**EXTRACTED MATERIAL**.
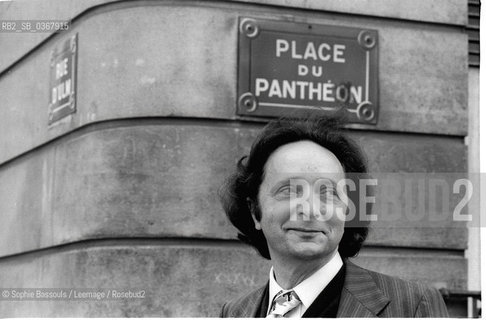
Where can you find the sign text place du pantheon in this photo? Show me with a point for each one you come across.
(287, 68)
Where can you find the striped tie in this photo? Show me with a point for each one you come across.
(283, 303)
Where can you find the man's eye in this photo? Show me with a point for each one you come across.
(289, 190)
(327, 192)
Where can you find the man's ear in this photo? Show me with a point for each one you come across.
(254, 214)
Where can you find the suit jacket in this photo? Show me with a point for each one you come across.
(365, 294)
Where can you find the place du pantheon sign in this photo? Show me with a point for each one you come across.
(287, 68)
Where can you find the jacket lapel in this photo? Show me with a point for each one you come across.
(360, 297)
(252, 306)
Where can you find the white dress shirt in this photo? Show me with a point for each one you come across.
(310, 288)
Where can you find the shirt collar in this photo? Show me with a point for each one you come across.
(311, 287)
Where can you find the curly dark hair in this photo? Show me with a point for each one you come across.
(245, 183)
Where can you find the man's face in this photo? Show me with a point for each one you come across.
(305, 236)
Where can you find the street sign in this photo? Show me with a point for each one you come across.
(62, 85)
(287, 68)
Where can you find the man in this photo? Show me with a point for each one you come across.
(309, 244)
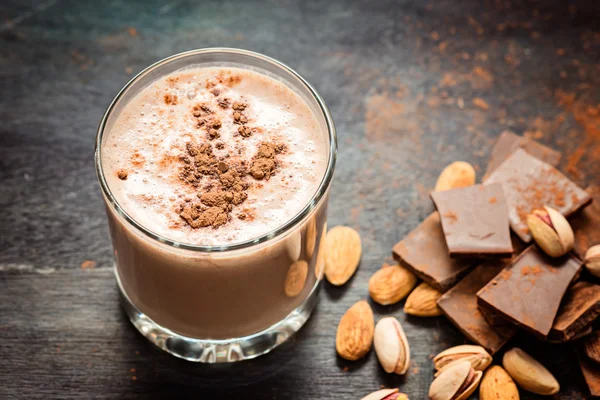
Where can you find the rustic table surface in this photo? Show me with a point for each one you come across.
(412, 86)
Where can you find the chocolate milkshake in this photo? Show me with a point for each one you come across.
(216, 186)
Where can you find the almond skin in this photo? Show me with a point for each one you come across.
(391, 284)
(497, 385)
(355, 332)
(422, 302)
(342, 254)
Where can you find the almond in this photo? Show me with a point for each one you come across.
(391, 284)
(497, 385)
(456, 175)
(355, 332)
(342, 254)
(422, 302)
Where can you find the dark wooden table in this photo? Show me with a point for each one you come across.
(412, 86)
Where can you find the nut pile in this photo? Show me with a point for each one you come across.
(558, 246)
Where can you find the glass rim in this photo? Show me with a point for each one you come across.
(280, 230)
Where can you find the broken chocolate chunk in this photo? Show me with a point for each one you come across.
(475, 220)
(530, 184)
(529, 292)
(425, 253)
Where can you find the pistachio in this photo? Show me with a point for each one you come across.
(476, 355)
(456, 175)
(386, 394)
(592, 260)
(455, 383)
(391, 346)
(496, 384)
(391, 284)
(529, 373)
(342, 254)
(551, 231)
(355, 332)
(422, 302)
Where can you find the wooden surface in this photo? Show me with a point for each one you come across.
(412, 86)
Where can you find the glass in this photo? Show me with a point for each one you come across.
(229, 302)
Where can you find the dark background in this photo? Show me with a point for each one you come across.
(412, 86)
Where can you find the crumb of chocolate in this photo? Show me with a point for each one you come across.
(245, 131)
(223, 103)
(122, 174)
(239, 118)
(170, 99)
(239, 106)
(264, 163)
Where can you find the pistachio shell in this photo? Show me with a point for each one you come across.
(391, 346)
(476, 355)
(449, 385)
(529, 373)
(551, 231)
(592, 260)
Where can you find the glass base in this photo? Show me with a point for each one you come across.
(219, 351)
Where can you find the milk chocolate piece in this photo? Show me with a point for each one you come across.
(591, 345)
(530, 184)
(528, 293)
(459, 304)
(425, 253)
(475, 220)
(508, 142)
(591, 374)
(586, 224)
(579, 308)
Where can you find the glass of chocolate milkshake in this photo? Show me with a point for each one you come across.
(215, 166)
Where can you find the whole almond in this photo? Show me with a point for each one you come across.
(391, 284)
(386, 394)
(497, 385)
(529, 373)
(320, 262)
(391, 346)
(456, 175)
(422, 302)
(342, 254)
(296, 278)
(355, 332)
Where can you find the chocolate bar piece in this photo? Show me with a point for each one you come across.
(591, 345)
(586, 224)
(528, 293)
(475, 220)
(459, 304)
(579, 308)
(530, 184)
(424, 252)
(591, 374)
(508, 142)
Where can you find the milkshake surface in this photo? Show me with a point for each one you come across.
(214, 155)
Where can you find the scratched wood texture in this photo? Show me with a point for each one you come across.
(412, 85)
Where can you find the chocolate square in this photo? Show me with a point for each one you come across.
(425, 253)
(508, 142)
(475, 220)
(591, 373)
(529, 292)
(586, 224)
(459, 304)
(530, 184)
(579, 308)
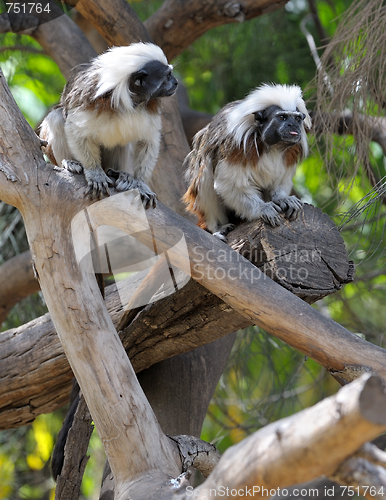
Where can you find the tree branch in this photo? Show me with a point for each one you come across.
(304, 446)
(17, 282)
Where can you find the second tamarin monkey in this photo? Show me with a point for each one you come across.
(242, 163)
(109, 116)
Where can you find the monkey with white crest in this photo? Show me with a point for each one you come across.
(242, 163)
(109, 116)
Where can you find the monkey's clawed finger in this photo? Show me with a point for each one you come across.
(270, 214)
(291, 206)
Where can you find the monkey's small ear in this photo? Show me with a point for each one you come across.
(260, 116)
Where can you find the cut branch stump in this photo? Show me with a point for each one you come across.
(306, 256)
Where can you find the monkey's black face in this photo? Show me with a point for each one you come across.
(153, 80)
(279, 126)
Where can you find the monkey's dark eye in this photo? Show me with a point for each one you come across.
(140, 77)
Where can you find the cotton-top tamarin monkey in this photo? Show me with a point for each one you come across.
(109, 115)
(242, 163)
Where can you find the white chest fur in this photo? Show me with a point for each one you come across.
(113, 129)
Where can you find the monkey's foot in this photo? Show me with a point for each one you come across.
(125, 182)
(75, 167)
(290, 205)
(221, 234)
(98, 182)
(270, 213)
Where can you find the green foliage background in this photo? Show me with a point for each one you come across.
(265, 379)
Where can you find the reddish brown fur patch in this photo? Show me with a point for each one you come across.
(293, 155)
(236, 154)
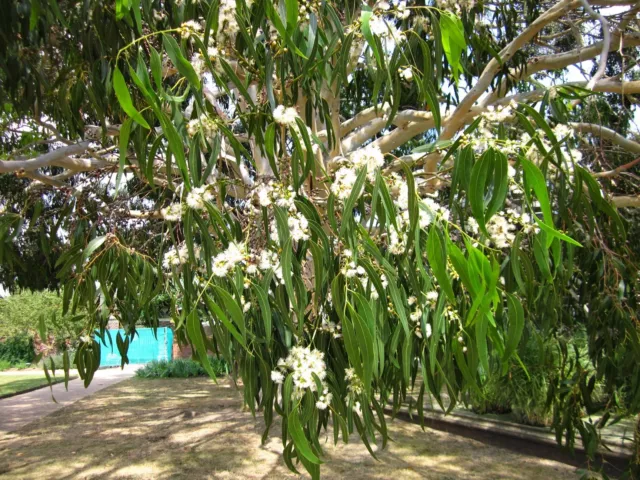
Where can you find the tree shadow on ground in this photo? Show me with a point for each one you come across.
(192, 428)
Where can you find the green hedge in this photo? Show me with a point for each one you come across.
(181, 368)
(17, 349)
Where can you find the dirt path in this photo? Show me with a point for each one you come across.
(193, 429)
(19, 410)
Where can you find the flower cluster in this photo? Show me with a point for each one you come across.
(416, 315)
(285, 115)
(344, 180)
(268, 260)
(204, 124)
(355, 388)
(406, 74)
(173, 212)
(346, 174)
(371, 157)
(306, 7)
(189, 28)
(228, 26)
(298, 228)
(272, 192)
(175, 257)
(501, 231)
(303, 363)
(198, 197)
(226, 261)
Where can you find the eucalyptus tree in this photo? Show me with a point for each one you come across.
(351, 195)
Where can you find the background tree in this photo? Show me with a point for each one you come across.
(351, 195)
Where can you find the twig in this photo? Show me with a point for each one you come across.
(606, 43)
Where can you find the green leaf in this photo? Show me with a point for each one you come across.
(122, 93)
(219, 314)
(453, 42)
(347, 213)
(182, 64)
(500, 184)
(437, 256)
(123, 143)
(194, 330)
(263, 300)
(233, 308)
(534, 179)
(299, 440)
(92, 246)
(477, 185)
(516, 327)
(552, 232)
(365, 17)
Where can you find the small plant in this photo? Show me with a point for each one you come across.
(181, 368)
(17, 349)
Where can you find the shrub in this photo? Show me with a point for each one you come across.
(20, 314)
(17, 349)
(57, 360)
(181, 368)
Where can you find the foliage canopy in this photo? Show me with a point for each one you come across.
(350, 195)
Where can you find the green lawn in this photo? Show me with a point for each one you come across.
(12, 384)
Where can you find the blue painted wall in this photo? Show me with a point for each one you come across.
(144, 348)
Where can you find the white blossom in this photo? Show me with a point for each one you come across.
(285, 115)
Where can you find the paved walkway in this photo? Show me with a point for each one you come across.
(17, 411)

**WHAT THIS TASK INVOLVES**. Every line above should be returned word for word, with the pictures left behind.

**OUTPUT FOR THIS EXERCISE**.
Where can you find the sign text place du pantheon in this photo? Show me with a point for each one you come across.
(287, 68)
Where can you find the striped tie in this photo? Show me with a point for each one you come across.
(283, 303)
Where can you find the man's eye in this photo? Show me with a point for each one you come across.
(289, 190)
(327, 192)
Where can you find the man's ear in this photo? Show me with a point for each one you come across.
(254, 214)
Where can you find the suit jacket in this photo? Show me with a point for each one you come across.
(365, 294)
Where can you find the place du pantheon sign in this photo? Show me with a point for each one you come across.
(287, 68)
Where can you find the jacket lapel in this photo? Show me with a point for each one you come across.
(360, 297)
(252, 306)
Where can you find the white dress shirt in this photo? Show me with a point for each one you come across.
(310, 288)
Where can you find the shirt collar in this photo? Show me with a point for each one you come across.
(311, 287)
Where can you find the curly dark hair in this photo? Show me with a point for each one you come across.
(245, 183)
Where can you find the man's face in this photo? Show me with a point for each one you come across.
(305, 236)
Where can you find the street sign in this photo? Show me with a point for each one you come across.
(62, 85)
(287, 68)
Where can you find the man in this photo? Show me with a point for each one you come across.
(309, 244)
Where can you find the rustic table surface in this photo? Show me with a point for each one you come across.
(412, 86)
Where can you find the chocolate milkshake in this photo? Show me with a point for each one you come across.
(216, 186)
Where can you find the almond skin in this photo? Show me with a point for each one you come across.
(391, 284)
(497, 385)
(355, 332)
(422, 302)
(342, 254)
Where can you find the almond in this photo? Show me with a point for each one you come across.
(391, 284)
(497, 385)
(456, 175)
(355, 332)
(342, 254)
(422, 302)
Where can you find the dark wooden table in this photo? Show me with a point for each one you come across.
(412, 86)
Where can you find the nut pile in this photo? Show me with a point for each one you come across.
(558, 246)
Where can you find the glass rim in this photo? Show me with a point for each one you come across.
(280, 230)
Where can you find the broken chocolate chunk in this photo? Show me with a point for each one you come across.
(475, 220)
(530, 184)
(529, 292)
(425, 253)
Where can you find the pistachio in this photo? Show me with a point for each one you come across.
(476, 355)
(456, 175)
(386, 394)
(592, 260)
(455, 383)
(391, 346)
(496, 384)
(391, 284)
(529, 373)
(342, 254)
(551, 231)
(355, 332)
(422, 302)
Where can you find the wooden surface in this photo? Show me with a point for each one you come across.
(412, 86)
Where can you find the glass in this photo? Show me with a point for each one you come across.
(229, 302)
Where can you find the dark background in this photo? Show me with a point for each one you come across.
(412, 86)
Where can you find the crumb of chocolate in this photo? Show me with a point for each one you come across.
(245, 131)
(223, 103)
(122, 174)
(239, 118)
(170, 99)
(239, 106)
(264, 163)
Where can you find the pistachio shell in this photo? Show me with a point for each one you come across.
(391, 346)
(476, 355)
(449, 385)
(529, 373)
(551, 231)
(592, 260)
Where can you find the glass base in this photo? Show me with a point for each one you come across.
(219, 351)
Where can you find the milk chocolate piece in this photo? Show me with a point for each one you come across.
(591, 345)
(530, 184)
(528, 293)
(459, 304)
(425, 253)
(475, 220)
(508, 142)
(591, 374)
(586, 224)
(579, 308)
Where can you find the glass of chocolate milkshake in this photo? Show me with a point for each one you come across.
(215, 166)
Where can you find the whole almond in this photo? Show me with a point for each one you come across.
(391, 284)
(386, 394)
(497, 385)
(529, 373)
(320, 262)
(391, 346)
(456, 175)
(422, 302)
(342, 254)
(296, 278)
(355, 332)
Where can you find the chocolate bar piece in this photo? Show me with a point for each one you come across.
(591, 345)
(586, 224)
(528, 293)
(475, 220)
(459, 304)
(579, 308)
(530, 184)
(424, 252)
(591, 374)
(508, 142)
Where can you find the milkshake surface in this photo? Show me with a point for each one you come across.
(214, 155)
Where can you find the scratched wood texture in this photo? Show me with a point for each one you come across.
(412, 85)
Where can you find the chocolate square in this photo? Show me with a point for each one you come across.
(425, 253)
(508, 142)
(475, 220)
(591, 373)
(529, 292)
(586, 224)
(459, 304)
(530, 184)
(579, 308)
Where can you find the tree branch in this photo? Show me with a point for each one you come across.
(304, 446)
(17, 282)
Where can you find the second tamarin monkey in this photo? Show me with a point for each one you come across.
(242, 163)
(109, 116)
Where can you find the monkey with white crest in this photo? Show me with a point for each one you come across.
(242, 163)
(109, 116)
Where can you find the monkey's clawed finger in this photo? Show me with a point for each one you come across.
(270, 214)
(291, 206)
Where can you find the monkey's small ear in this photo? Show me with a point for each one you come across.
(260, 116)
Where can you find the cut branch stump in this photo? Show me with a point for each one you come across.
(306, 256)
Where can you find the monkey's black face in this photo? Show me with a point for each one you come across.
(153, 80)
(279, 126)
Where can you find the monkey's dark eye in this photo? Show me with a point for each one you come across.
(140, 77)
Where can you find the cotton-top tamarin monkey in this photo? Show me with a point for each one you come across.
(109, 115)
(242, 163)
Where can you find the white chest fur in this photo? Show me with a point for each one you come across.
(113, 129)
Where can you find the monkey's foot in this photo? Show me with a point for each one you come across.
(125, 182)
(75, 167)
(290, 205)
(221, 234)
(98, 182)
(270, 213)
Where can you find the green foliage background in this photo? Show me with a point for each one you come across.
(265, 379)
Where can you find the reddish brown fur patch in this photo? Show me with a point for each one you come across.
(293, 155)
(236, 154)
Where can you find the tree shadow on ground in this photo? Show me with a point for each one you come across.
(192, 428)
Where can you find the green hedge in this photo? Show me with a point for each one you come across.
(181, 368)
(17, 349)
Where can you find the dirt path in this photo? Show me with a point for each one you come across.
(193, 429)
(19, 410)
Where can you find the flower cluster in this photo? Show me with a point for each one you come across.
(416, 315)
(285, 115)
(344, 180)
(268, 260)
(204, 124)
(355, 388)
(406, 74)
(173, 212)
(346, 174)
(371, 157)
(306, 7)
(189, 28)
(228, 26)
(298, 228)
(272, 192)
(175, 257)
(501, 231)
(303, 363)
(198, 197)
(226, 261)
Where can you find the eucalyptus tree in this photo? Show me with a point for each one you come across.
(351, 195)
Where can you find the background tree in this photo? Show me with a point for each one you come across.
(351, 195)
Where can you find the twig in this photo? Show me with a point for each one you come across.
(606, 43)
Where can you find the green leaf in this photo? Show me with a point for each one you come across.
(122, 93)
(219, 314)
(453, 42)
(347, 213)
(182, 64)
(500, 184)
(437, 256)
(123, 143)
(194, 330)
(263, 300)
(233, 308)
(534, 179)
(299, 440)
(92, 246)
(477, 185)
(516, 327)
(552, 232)
(365, 17)
Where can you find the small plant in this photo? Show me with a point for each one you come across.
(181, 368)
(17, 349)
Where can you find the shrub in this photo? Show me with a point for each one you come across.
(20, 314)
(17, 349)
(57, 360)
(181, 368)
Where can you find the foliage canopy in this photo? Show me with a point for each one you come across.
(350, 195)
Where can you find the green lawn in this photo? Show me with a point for each one you come across.
(12, 384)
Where can you find the blue painted wall in this photo? Show me with a point for each one you come across.
(144, 348)
Where can you find the white blossom in this photo? Show me with a point for each one you come across.
(285, 115)
Where can you find the paved walkway in this photo? Show me with a point for each one you come across.
(17, 411)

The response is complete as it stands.